## [Instructions to follow]
Pick out every line in the material below that contains the word "hand" and copy each of those lines in full.

-- Exercise input start --

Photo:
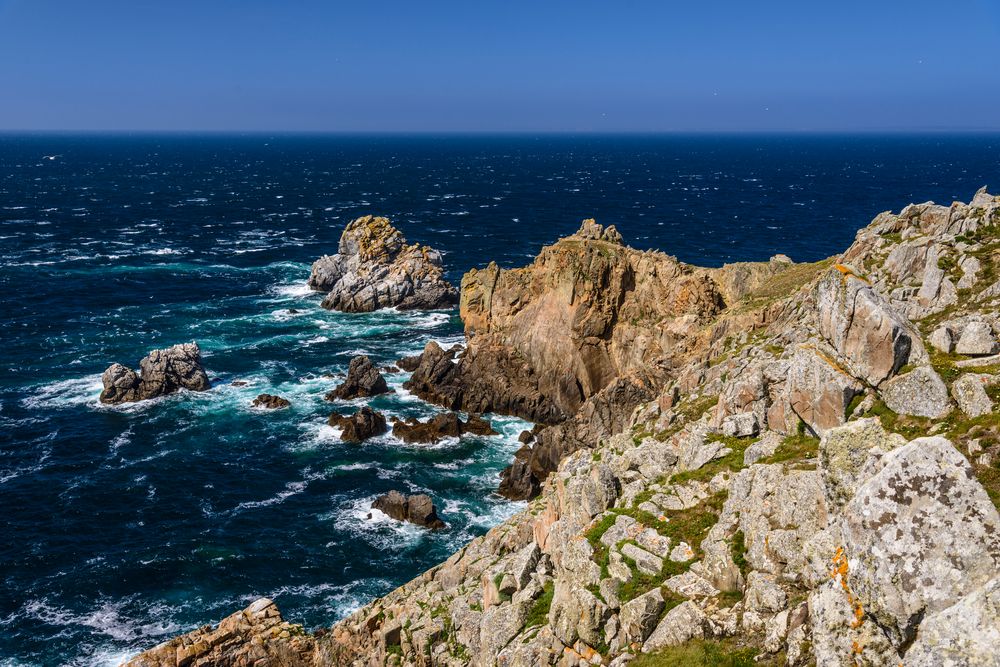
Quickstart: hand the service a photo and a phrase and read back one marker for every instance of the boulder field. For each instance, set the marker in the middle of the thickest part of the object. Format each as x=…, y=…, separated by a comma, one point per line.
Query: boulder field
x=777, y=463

-- Exercise input end --
-- Exercise input start --

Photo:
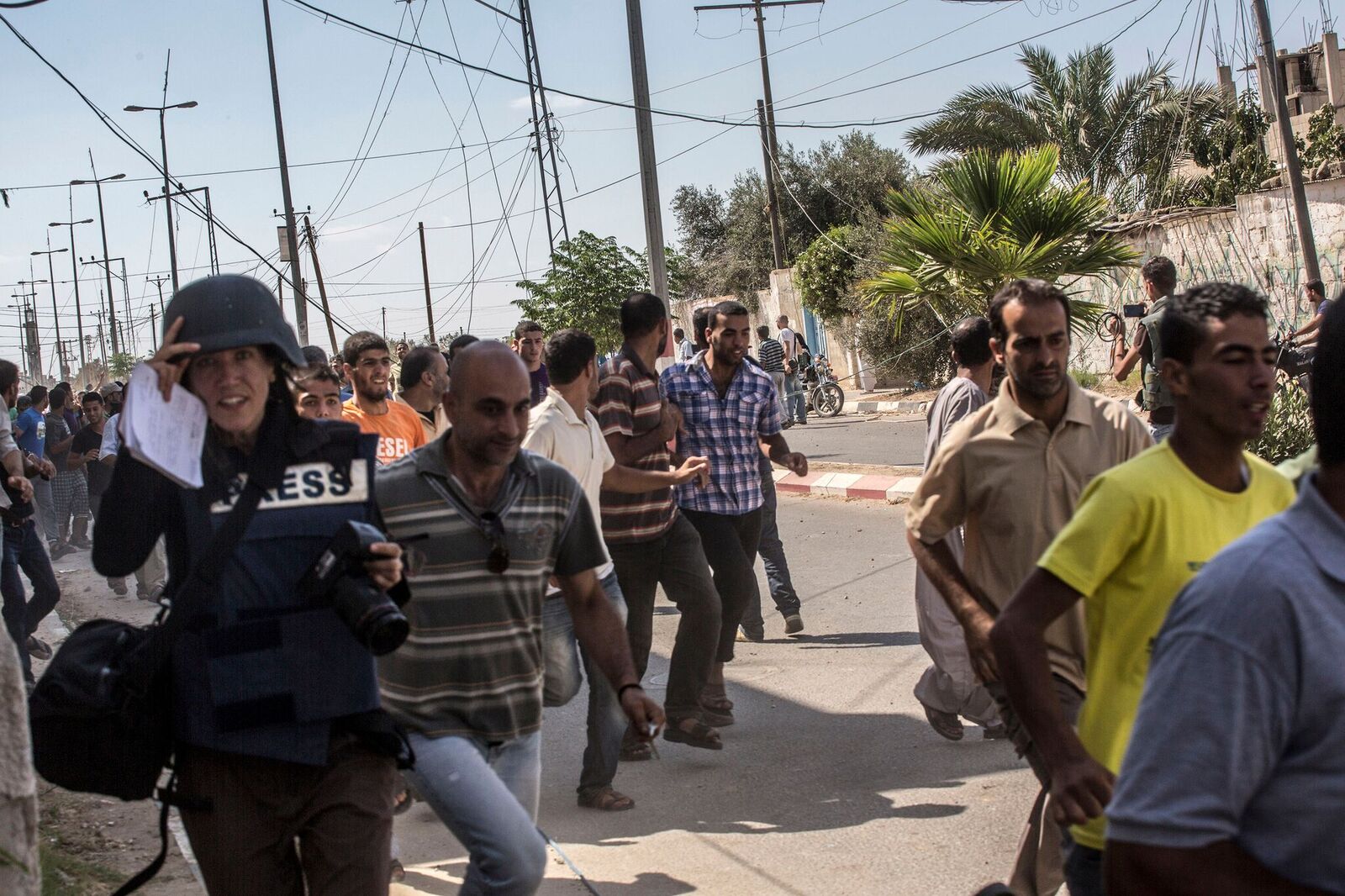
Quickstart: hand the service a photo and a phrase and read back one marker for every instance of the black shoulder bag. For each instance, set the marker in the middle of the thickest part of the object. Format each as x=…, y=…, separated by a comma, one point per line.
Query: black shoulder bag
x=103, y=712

-- Exercise input end --

## [The solution]
Quickstart: hand the service a photo and a phrase and read back one marker for every instance of the boulder field. For each instance, set the marker in the middle of the thickest part of the object. Format each as x=…, y=…, separated by a comma, one point per line.
Quickstart: hand the service a photo and a phrase and read back one marker for every instance of the black shoulder bag. For each instance, set the marker in the middle of the thickest part of the object. Format each as x=…, y=…, separated by a comma, one point per line.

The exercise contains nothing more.